(Task objective): In the records below, find the line containing "Practice. For this step, pick out the rocky shoreline" and repeat it and every line after it exactly, without pictures.

(Given entries):
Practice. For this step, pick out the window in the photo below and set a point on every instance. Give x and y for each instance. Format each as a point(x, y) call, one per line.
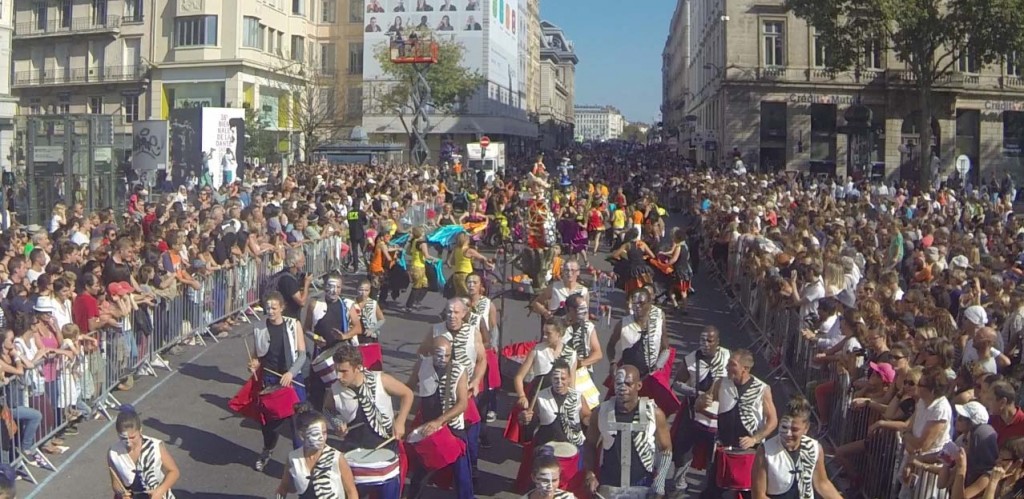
point(821, 55)
point(1013, 65)
point(968, 61)
point(354, 58)
point(298, 48)
point(329, 57)
point(1013, 132)
point(329, 10)
point(252, 33)
point(354, 11)
point(130, 109)
point(133, 10)
point(872, 55)
point(99, 12)
point(774, 43)
point(196, 31)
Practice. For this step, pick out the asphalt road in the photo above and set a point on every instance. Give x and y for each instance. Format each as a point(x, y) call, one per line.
point(215, 449)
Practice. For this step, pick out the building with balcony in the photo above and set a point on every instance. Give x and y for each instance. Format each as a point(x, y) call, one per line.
point(557, 99)
point(139, 59)
point(598, 123)
point(761, 91)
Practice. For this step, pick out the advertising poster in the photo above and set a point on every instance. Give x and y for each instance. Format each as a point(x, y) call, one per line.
point(223, 134)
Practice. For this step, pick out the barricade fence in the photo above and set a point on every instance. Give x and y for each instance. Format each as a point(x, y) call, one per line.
point(43, 394)
point(777, 332)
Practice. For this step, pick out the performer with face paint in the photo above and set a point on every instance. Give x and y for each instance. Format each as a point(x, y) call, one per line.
point(545, 476)
point(441, 383)
point(792, 465)
point(555, 417)
point(745, 418)
point(538, 364)
point(139, 463)
point(695, 429)
point(461, 328)
point(333, 321)
point(315, 470)
point(628, 439)
point(361, 412)
point(582, 336)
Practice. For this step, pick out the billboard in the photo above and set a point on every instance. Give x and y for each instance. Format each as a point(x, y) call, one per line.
point(150, 151)
point(207, 143)
point(464, 21)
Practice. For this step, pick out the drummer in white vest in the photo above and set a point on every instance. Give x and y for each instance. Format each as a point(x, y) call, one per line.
point(360, 410)
point(461, 327)
point(695, 429)
point(441, 383)
point(551, 301)
point(333, 320)
point(628, 440)
point(792, 465)
point(745, 412)
point(582, 336)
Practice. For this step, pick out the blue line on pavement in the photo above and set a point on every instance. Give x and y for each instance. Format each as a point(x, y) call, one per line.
point(108, 426)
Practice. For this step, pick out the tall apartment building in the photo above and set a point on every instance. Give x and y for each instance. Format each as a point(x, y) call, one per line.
point(557, 79)
point(140, 58)
point(598, 123)
point(761, 89)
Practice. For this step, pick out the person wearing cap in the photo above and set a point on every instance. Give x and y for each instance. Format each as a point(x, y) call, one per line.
point(981, 349)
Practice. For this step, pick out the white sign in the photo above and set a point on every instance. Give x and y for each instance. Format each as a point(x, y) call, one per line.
point(963, 164)
point(150, 149)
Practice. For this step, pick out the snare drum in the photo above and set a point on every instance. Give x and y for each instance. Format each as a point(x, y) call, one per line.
point(436, 450)
point(324, 366)
point(278, 402)
point(624, 492)
point(373, 466)
point(733, 467)
point(568, 462)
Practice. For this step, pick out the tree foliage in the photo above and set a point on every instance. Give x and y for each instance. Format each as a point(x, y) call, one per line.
point(929, 36)
point(451, 83)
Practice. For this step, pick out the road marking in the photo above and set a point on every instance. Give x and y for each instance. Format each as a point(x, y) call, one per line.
point(92, 440)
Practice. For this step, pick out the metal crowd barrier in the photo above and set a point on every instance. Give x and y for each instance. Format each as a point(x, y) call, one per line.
point(776, 335)
point(44, 402)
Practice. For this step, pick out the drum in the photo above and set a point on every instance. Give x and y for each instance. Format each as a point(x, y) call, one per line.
point(568, 462)
point(373, 466)
point(733, 467)
point(624, 492)
point(436, 450)
point(324, 365)
point(278, 402)
point(372, 357)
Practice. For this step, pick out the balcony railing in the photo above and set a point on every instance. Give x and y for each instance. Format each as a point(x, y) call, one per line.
point(77, 26)
point(78, 76)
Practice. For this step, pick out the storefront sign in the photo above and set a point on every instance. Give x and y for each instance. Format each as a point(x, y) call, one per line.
point(1004, 106)
point(815, 98)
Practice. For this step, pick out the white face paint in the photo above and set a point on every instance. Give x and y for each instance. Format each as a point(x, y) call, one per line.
point(315, 438)
point(546, 481)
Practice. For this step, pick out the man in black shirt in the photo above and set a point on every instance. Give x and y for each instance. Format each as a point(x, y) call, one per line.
point(356, 235)
point(294, 284)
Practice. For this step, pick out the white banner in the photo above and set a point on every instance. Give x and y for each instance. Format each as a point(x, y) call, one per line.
point(150, 146)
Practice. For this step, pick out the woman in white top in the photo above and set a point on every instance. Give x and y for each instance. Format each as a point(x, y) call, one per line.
point(138, 463)
point(315, 470)
point(791, 465)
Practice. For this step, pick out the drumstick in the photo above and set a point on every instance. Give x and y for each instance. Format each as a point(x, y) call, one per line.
point(282, 375)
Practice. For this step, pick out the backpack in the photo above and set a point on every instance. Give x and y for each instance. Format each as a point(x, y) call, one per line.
point(270, 284)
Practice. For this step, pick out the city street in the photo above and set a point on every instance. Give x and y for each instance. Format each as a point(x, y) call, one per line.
point(215, 449)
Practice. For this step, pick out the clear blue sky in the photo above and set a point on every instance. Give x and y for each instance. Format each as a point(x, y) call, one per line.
point(620, 45)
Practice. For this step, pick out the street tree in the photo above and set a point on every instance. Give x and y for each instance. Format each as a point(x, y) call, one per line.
point(451, 82)
point(930, 36)
point(313, 109)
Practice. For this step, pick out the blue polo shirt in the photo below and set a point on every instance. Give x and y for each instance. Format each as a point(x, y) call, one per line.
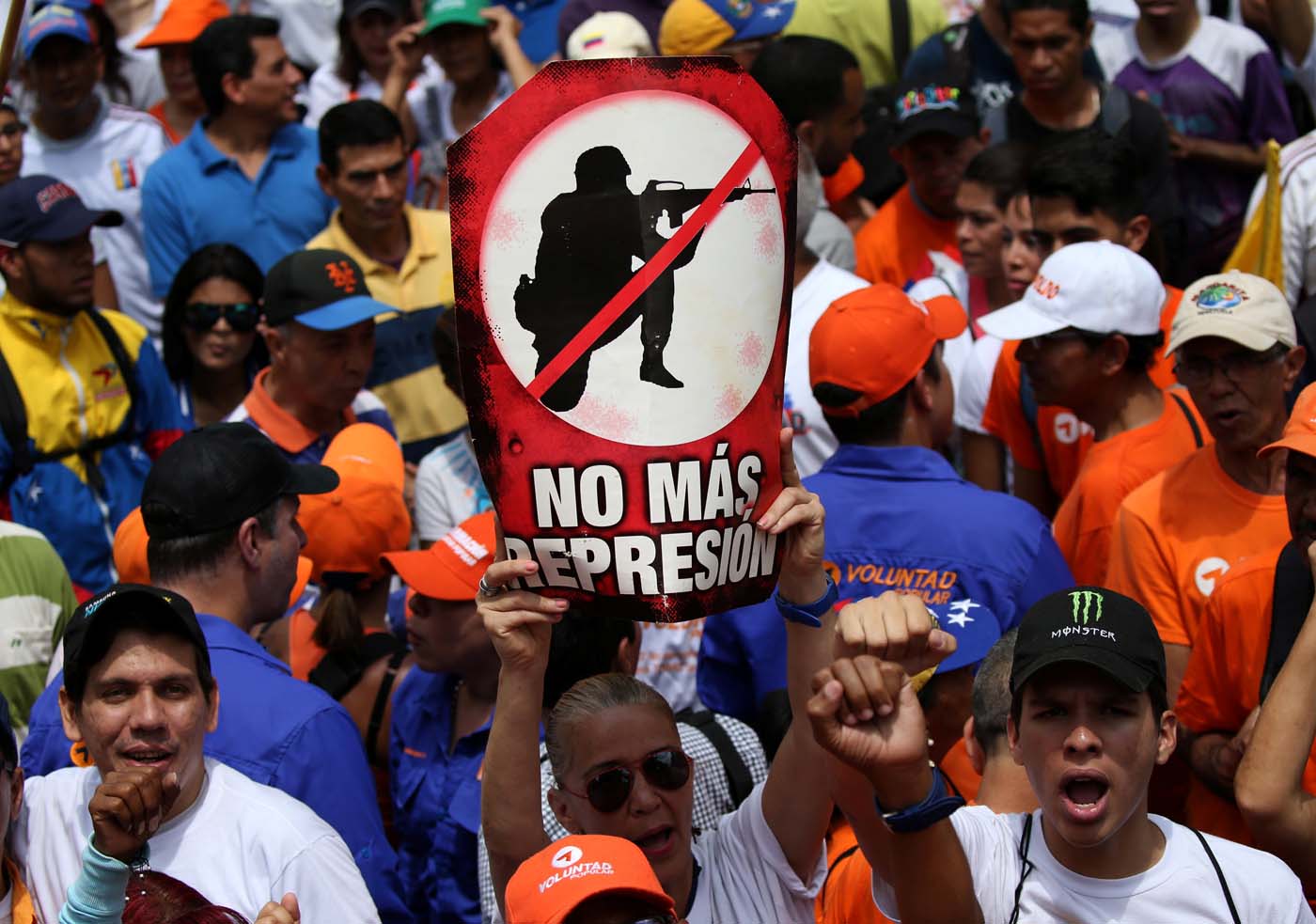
point(436, 794)
point(898, 518)
point(278, 730)
point(194, 195)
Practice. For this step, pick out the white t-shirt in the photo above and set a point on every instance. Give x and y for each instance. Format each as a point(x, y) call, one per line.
point(431, 109)
point(819, 289)
point(449, 489)
point(105, 166)
point(1182, 887)
point(240, 844)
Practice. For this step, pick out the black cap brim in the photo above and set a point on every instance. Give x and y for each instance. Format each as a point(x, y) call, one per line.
point(1120, 669)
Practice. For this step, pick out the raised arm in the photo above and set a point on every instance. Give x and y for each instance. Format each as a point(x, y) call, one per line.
point(520, 624)
point(1269, 786)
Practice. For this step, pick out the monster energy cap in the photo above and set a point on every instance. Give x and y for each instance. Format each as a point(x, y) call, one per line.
point(1089, 625)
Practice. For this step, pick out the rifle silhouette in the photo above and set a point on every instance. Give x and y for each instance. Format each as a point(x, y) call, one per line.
point(673, 197)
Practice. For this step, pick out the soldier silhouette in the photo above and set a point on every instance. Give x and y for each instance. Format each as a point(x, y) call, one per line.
point(589, 237)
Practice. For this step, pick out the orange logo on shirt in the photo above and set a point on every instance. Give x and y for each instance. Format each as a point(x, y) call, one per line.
point(341, 275)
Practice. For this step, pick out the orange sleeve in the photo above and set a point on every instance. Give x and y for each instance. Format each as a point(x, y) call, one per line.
point(1003, 415)
point(1138, 569)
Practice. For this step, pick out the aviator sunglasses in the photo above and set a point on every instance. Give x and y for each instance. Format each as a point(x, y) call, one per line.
point(607, 791)
point(241, 316)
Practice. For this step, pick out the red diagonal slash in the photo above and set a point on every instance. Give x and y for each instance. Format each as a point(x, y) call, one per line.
point(644, 278)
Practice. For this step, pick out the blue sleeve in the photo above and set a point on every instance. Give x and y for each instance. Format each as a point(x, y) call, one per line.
point(46, 746)
point(741, 660)
point(1049, 574)
point(96, 895)
point(164, 236)
point(324, 766)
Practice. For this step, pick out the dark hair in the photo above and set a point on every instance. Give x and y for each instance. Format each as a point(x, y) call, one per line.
point(879, 423)
point(1003, 168)
point(101, 637)
point(155, 898)
point(213, 260)
point(226, 48)
point(583, 644)
point(178, 558)
point(805, 75)
point(1091, 168)
point(1076, 10)
point(355, 124)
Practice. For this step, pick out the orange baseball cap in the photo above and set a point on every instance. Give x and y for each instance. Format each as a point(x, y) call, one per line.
point(366, 515)
point(875, 339)
point(453, 566)
point(131, 556)
point(183, 22)
point(1300, 431)
point(556, 881)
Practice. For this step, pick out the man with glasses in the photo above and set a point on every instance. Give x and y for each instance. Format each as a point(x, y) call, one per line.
point(1236, 352)
point(1089, 326)
point(408, 263)
point(320, 329)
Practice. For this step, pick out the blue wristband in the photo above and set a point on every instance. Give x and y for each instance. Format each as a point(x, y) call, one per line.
point(808, 614)
point(936, 806)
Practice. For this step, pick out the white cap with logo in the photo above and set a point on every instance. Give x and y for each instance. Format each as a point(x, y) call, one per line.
point(1095, 286)
point(1236, 305)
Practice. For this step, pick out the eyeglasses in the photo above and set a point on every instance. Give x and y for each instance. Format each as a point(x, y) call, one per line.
point(204, 315)
point(1195, 371)
point(607, 791)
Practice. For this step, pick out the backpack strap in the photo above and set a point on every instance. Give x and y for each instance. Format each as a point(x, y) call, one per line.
point(740, 783)
point(1292, 598)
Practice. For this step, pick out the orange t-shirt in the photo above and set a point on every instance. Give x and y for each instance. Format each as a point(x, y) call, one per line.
point(1063, 438)
point(892, 246)
point(1086, 519)
point(1178, 533)
point(1221, 684)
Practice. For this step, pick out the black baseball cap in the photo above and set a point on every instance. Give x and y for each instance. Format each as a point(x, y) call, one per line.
point(321, 289)
point(1089, 625)
point(112, 605)
point(924, 108)
point(43, 208)
point(217, 477)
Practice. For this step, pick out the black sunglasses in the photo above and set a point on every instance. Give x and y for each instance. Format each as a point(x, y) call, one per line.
point(241, 316)
point(607, 791)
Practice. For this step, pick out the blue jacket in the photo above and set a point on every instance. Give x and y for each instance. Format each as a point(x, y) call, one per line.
point(436, 801)
point(278, 730)
point(898, 518)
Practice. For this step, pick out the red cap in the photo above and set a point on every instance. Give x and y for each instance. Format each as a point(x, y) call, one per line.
point(875, 339)
point(453, 566)
point(553, 884)
point(183, 22)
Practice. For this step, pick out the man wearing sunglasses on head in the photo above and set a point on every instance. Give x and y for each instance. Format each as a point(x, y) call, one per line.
point(320, 329)
point(619, 763)
point(1089, 329)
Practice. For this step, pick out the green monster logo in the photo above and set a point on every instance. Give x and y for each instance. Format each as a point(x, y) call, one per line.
point(1083, 605)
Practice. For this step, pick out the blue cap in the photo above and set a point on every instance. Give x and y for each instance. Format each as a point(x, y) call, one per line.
point(55, 20)
point(43, 208)
point(976, 630)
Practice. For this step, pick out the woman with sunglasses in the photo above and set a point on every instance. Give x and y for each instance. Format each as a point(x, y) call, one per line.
point(616, 752)
point(211, 348)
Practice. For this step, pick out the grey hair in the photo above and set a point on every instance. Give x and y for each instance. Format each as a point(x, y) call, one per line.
point(588, 697)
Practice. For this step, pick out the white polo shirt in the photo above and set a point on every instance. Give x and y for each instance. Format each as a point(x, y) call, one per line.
point(105, 166)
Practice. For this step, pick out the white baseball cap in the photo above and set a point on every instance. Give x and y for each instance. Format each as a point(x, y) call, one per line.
point(609, 35)
point(1236, 305)
point(1095, 286)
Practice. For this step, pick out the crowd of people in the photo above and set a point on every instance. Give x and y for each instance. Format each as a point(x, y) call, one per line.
point(1039, 647)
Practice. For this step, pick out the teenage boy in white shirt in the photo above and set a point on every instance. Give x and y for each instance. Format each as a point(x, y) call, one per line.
point(1089, 723)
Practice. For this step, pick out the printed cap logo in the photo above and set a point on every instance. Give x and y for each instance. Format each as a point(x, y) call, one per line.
point(568, 855)
point(1220, 296)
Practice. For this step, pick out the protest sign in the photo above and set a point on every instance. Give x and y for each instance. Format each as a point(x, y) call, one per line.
point(622, 240)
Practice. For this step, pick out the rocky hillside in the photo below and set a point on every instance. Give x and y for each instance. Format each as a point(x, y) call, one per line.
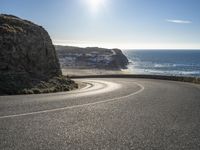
point(27, 55)
point(91, 57)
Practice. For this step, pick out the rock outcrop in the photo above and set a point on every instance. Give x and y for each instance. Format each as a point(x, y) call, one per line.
point(27, 55)
point(91, 57)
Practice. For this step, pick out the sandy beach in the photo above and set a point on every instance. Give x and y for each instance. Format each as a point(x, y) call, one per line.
point(81, 72)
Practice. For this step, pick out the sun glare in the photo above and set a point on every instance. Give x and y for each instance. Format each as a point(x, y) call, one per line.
point(95, 5)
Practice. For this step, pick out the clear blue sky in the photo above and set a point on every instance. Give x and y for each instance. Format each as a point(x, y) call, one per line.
point(114, 23)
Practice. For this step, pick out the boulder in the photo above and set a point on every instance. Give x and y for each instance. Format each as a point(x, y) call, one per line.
point(27, 55)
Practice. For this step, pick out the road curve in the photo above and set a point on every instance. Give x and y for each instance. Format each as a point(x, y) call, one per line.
point(114, 113)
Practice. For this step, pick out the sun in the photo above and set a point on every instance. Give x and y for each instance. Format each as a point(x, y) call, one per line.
point(95, 5)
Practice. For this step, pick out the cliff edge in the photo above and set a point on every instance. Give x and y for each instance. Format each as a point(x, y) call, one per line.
point(27, 55)
point(90, 58)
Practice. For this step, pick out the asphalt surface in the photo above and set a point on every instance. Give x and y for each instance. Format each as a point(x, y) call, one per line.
point(110, 113)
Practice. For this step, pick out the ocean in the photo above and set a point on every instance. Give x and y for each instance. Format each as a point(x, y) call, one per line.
point(164, 62)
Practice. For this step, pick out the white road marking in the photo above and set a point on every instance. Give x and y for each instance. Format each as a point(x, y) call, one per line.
point(76, 106)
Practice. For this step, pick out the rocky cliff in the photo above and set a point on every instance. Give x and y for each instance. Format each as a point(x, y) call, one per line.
point(91, 57)
point(27, 55)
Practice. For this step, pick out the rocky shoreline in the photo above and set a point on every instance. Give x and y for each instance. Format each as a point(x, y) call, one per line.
point(91, 58)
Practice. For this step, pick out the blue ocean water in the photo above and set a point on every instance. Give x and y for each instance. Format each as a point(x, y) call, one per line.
point(164, 62)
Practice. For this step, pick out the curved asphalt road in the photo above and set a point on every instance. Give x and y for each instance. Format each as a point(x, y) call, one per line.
point(107, 114)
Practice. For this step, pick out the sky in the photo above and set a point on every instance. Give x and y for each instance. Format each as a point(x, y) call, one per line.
point(125, 24)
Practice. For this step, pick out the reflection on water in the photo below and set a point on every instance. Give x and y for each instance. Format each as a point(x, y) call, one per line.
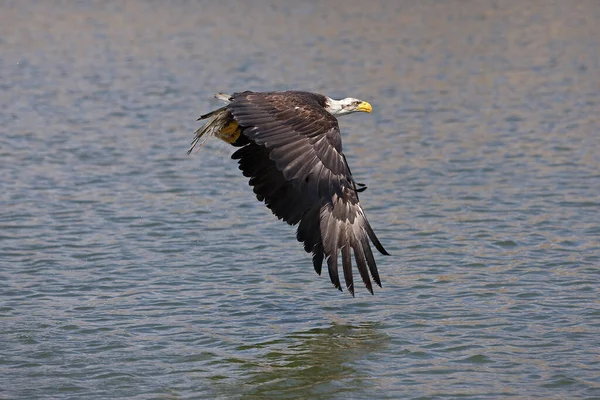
point(130, 270)
point(317, 363)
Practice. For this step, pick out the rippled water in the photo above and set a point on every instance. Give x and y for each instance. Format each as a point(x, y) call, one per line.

(Written solution):
Practice. For this step, pick out the rocky shoreline in the photo above and set a point on every instance. Give x and y for each instance. Format each as a point(x, y) call, one per line.
point(91, 58)
Practice. For this step, pick out the blue ocean water in the photo above and set a point on every instance. Give x and y for each instance. Format each as a point(x, y) call, one per line.
point(164, 62)
Practice. For this step, pick out the curved asphalt road in the photo above and set a point on every instance. Give x and y for each instance. Format each as a point(x, y) call, one per line.
point(107, 114)
Practice. For this step, pick out the sky in the photo above and set a point on every instance. Give x and y for each instance. Format each as a point(x, y) call, one per line.
point(125, 24)
Practice. For this step, pick out the reflection on water in the photo below and set a point on every instance. Give x and y for each instance. Format each as a point(x, y) call, one per line.
point(130, 270)
point(317, 363)
Practice. For this step, pick out the rippled water in the photo above and set a point on every instance. Give x and y for each instance. Format each as a point(x, y) call, one per line.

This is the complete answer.